ENTRIES SHOWN:
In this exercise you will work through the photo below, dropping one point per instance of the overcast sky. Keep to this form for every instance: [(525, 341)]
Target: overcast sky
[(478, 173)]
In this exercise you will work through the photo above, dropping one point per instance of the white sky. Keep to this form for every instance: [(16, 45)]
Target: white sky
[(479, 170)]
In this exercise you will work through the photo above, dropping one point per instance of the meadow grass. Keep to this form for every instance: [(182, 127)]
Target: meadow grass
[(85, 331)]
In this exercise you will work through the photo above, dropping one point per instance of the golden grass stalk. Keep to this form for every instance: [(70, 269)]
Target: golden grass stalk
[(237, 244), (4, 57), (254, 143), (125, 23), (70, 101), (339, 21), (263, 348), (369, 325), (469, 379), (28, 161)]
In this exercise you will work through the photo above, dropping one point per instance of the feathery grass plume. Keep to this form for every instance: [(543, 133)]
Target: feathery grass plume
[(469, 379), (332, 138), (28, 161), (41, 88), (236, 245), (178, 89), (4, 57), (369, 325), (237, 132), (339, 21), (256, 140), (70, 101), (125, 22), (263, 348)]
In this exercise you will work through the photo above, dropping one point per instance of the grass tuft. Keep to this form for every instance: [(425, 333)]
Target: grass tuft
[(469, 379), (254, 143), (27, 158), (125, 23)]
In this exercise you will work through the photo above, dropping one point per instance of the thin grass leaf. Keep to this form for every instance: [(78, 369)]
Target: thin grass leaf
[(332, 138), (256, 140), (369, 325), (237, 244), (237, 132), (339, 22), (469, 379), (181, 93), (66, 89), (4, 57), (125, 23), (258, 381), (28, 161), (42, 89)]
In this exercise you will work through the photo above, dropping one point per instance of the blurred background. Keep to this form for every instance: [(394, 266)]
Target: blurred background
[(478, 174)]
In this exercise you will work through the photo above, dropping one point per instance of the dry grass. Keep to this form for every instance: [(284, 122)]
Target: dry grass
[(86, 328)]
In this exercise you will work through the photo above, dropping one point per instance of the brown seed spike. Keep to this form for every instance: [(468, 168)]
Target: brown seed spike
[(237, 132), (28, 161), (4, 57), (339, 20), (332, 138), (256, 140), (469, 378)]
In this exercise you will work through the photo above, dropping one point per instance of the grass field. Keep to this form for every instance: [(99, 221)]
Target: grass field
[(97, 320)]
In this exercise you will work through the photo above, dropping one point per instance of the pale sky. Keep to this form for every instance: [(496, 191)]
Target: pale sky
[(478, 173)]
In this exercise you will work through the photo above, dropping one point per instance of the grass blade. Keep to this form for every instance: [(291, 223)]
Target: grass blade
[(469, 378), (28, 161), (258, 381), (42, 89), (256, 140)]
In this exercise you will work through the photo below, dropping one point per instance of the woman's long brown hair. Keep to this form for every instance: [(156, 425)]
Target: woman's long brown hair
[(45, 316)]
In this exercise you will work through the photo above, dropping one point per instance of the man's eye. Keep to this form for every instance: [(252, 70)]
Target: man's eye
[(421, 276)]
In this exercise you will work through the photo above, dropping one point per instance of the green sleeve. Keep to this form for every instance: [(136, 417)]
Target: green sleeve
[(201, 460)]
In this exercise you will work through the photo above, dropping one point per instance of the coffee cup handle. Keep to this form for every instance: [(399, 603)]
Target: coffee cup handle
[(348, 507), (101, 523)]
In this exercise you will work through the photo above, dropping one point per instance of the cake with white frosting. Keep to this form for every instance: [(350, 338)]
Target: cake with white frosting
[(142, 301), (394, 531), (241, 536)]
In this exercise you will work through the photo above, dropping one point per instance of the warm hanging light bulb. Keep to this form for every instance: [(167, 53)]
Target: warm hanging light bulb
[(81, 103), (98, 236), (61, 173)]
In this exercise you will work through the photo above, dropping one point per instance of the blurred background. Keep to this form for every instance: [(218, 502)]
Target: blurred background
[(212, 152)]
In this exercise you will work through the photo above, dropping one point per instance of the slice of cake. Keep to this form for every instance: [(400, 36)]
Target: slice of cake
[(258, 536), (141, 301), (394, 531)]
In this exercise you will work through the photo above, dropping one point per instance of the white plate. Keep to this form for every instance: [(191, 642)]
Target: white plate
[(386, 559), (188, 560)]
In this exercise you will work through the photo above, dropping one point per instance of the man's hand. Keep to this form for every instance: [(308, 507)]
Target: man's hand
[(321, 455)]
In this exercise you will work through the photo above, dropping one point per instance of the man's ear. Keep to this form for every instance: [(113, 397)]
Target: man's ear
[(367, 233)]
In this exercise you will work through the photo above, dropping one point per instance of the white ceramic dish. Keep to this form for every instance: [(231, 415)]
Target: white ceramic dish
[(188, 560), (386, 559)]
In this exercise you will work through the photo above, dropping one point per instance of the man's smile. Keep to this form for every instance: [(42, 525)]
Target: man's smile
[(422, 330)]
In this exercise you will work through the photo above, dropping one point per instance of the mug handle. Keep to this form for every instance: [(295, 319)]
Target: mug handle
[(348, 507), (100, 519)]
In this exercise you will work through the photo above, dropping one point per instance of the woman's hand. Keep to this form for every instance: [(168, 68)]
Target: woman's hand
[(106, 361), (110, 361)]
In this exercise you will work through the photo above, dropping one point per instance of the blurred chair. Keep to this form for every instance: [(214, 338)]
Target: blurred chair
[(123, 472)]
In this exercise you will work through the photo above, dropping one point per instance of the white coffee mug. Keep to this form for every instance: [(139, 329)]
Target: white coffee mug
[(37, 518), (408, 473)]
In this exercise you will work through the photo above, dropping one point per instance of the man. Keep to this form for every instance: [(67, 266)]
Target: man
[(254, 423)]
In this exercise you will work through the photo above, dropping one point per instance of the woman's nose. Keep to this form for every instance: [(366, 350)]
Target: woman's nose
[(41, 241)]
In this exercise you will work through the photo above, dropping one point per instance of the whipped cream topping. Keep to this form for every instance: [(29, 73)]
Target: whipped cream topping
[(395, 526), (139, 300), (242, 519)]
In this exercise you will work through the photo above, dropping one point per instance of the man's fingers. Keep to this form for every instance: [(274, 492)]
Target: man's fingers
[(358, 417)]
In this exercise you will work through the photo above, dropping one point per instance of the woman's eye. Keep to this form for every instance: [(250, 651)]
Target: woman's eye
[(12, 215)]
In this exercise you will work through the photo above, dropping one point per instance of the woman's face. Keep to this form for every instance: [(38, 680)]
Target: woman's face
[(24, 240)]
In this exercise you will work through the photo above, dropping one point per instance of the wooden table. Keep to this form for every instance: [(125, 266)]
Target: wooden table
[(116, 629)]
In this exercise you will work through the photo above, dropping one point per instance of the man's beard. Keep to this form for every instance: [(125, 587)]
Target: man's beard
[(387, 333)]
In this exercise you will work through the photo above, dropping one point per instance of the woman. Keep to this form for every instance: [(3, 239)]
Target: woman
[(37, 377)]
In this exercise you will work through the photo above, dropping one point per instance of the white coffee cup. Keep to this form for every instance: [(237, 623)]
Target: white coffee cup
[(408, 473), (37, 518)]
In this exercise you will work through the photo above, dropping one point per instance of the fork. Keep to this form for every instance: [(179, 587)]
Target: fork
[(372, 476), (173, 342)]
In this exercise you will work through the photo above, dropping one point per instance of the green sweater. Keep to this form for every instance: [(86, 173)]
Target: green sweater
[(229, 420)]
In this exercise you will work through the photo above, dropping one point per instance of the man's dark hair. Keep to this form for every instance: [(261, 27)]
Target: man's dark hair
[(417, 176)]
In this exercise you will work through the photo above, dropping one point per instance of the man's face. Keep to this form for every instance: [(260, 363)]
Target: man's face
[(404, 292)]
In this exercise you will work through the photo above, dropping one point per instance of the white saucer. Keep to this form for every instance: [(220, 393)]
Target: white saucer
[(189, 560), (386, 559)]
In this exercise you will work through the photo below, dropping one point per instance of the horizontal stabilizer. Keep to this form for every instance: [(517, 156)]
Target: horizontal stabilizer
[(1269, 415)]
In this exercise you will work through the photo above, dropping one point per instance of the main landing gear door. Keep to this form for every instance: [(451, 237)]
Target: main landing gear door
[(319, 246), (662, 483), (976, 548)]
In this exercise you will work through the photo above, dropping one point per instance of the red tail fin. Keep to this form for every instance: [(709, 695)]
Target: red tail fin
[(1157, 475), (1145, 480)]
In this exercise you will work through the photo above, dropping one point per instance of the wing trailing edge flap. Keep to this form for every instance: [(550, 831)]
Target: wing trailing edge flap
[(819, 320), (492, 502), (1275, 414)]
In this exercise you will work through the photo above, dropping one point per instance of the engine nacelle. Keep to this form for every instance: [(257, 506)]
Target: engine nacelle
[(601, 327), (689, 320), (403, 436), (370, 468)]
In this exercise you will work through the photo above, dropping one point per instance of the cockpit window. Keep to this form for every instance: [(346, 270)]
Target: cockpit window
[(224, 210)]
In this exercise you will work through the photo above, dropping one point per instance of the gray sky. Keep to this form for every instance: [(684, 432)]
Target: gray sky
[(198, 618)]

PROBLEM DETAILS: Output exactly the lines of the material above from the one containing "Target: grass tuft" up to and including the one containing "instance: [(394, 266)]".

TASK ANSWER:
Target: grass tuft
[(469, 379), (254, 143), (27, 158), (125, 23)]
In this exercise you will work through the photo above, dropping one point per instance of the thin grass leaf. Keep to this form for every instance: [(78, 369)]
Target: thin grass leaf
[(332, 138), (256, 140), (369, 325), (237, 244), (237, 132), (339, 22), (469, 379), (181, 93), (66, 89), (4, 57), (125, 23), (258, 381), (28, 161), (42, 89)]
In this exercise you will work through the photo above, dropping one point per instance of the blurred background. Keep to this form for every instance: [(394, 266)]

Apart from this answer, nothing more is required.